[Problems]
1. Condense the paragraph of the Social Security text that begins "From my point of view" into a shorter version that keeps its main facts.
2. Extract every line of the listing that contains the word "Review". Case counts.

In short, what we have here is fundamental ideological competition between those who would protect the existing Social Security structure in the interests of the common good and those who would take money from Social Security to advance the interests of those who do not need the fundamental anti-poverty protection offered by Social Security. Let us be clear. The structures of the United States economy and taxes have been moving steadily toward substantial financial increases for the most wealthy and stagnation or loss for most people in the United States over the last 25 years. The wealthy do not need Social Security and some wealthy resent it simply because it is a tax, not merely a personal tax on a trivial portion of their personal income, but a tax they have to pay for employees. For those who are fighting an increase in the minimum wage, fighting overtime pay, cutting back on health insurance and pensions for workers, reducing the commitment to workers that comes with paying Social Security taxes is a consistent position. The various privatization schemes are intended as a first step towards breaking up commitment to the basic structure of Social Security and transferring more money into the hands of private investors. This includes getting more people to think about their self-interest from the point of view of being an investor instead of from the point of view of being a worker.


From my point of view, what we are talking about here is sin, capital S and little s. This is a bit of sin that the Bible, both Hebrew Scripture and New Testament, is clear about. Honor your father and your mother is one of the 10 Commandments. Caring for widows and orphans is not an option; it is a duty.

[Given entries]
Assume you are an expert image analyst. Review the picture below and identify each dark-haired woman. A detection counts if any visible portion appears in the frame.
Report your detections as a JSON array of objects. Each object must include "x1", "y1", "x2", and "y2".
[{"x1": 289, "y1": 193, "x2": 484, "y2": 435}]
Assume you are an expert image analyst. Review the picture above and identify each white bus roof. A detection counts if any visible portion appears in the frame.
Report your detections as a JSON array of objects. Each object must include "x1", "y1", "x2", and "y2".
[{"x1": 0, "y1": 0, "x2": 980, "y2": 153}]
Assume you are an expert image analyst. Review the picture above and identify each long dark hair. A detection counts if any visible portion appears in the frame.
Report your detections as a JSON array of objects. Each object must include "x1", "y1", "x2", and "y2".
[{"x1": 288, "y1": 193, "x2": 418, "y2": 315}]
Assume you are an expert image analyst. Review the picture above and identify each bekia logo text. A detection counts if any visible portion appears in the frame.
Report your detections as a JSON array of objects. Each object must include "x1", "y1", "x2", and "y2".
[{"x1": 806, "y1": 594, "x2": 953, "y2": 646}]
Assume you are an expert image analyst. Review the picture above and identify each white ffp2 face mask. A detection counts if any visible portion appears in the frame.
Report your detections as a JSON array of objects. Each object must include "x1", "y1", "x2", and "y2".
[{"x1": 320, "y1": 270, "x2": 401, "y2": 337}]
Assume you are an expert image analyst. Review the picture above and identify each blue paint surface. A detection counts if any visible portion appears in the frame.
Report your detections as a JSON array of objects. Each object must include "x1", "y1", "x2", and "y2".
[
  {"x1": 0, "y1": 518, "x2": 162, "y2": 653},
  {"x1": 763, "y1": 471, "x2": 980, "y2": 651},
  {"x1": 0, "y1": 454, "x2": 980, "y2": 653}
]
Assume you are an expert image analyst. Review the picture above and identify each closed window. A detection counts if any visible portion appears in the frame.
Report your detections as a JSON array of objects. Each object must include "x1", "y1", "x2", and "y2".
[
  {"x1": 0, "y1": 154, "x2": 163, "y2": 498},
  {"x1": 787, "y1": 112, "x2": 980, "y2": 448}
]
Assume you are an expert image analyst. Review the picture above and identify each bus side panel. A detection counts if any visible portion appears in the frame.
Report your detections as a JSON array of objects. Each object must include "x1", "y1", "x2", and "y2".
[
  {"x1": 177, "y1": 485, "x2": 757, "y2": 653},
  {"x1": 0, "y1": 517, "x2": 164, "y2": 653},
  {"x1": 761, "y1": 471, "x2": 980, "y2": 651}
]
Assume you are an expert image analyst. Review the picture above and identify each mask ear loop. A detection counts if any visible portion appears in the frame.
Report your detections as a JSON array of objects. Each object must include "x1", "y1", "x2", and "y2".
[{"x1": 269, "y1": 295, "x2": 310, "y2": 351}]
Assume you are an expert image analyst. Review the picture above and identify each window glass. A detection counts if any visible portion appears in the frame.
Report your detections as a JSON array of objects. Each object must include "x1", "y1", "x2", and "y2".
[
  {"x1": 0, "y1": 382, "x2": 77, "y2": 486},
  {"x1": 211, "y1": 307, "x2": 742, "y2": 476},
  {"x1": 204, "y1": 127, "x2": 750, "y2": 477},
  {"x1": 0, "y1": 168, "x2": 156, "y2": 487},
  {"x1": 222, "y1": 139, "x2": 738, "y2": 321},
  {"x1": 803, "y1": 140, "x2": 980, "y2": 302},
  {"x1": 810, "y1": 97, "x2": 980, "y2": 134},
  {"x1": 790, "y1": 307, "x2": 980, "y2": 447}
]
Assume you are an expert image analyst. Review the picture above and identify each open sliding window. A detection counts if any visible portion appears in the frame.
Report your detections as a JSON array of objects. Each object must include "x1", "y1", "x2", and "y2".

[Answers to the exercise]
1. The issue is sin, with both a capital S and a little s, and the Bible, in both Hebrew Scripture and the New Testament, is clear about it. Honoring your father and mother is one of the 10 Commandments, and caring for widows and orphans is a duty, not an option.

2.
Assume you are an expert image analyst. Review the picture below and identify each dark-haired woman. A detection counts if any visible portion appears in the frame.
Assume you are an expert image analyst. Review the picture above and identify each white bus roof. A detection counts if any visible portion appears in the frame.
Assume you are an expert image analyst. Review the picture above and identify each long dark hair. A detection counts if any visible portion appears in the frame.
Assume you are an expert image analyst. Review the picture above and identify each bekia logo text. A detection counts if any visible portion appears in the frame.
Assume you are an expert image analyst. Review the picture above and identify each white ffp2 face mask. A detection counts if any visible portion appears in the frame.
Assume you are an expert image analyst. Review the picture above and identify each blue paint surface. A detection counts if any visible portion appears in the frame.
Assume you are an expert image analyst. Review the picture above and identify each closed window. A detection counts if any visible portion appears in the frame.
Assume you are an expert image analyst. Review the picture above and identify each bus side panel. A detection counts if any visible portion appears in the frame.
Assume you are an expert image analyst. Review the picture above and identify each mask ear loop. A detection counts if any visible portion appears in the frame.
Assume you are an expert image analyst. Review the picture above and identify each window glass. A detection counts if any visible portion appears in the frame.
Assume you are an expert image analyst. Review the picture above and identify each open sliding window. A detection counts if any visible portion appears in the frame.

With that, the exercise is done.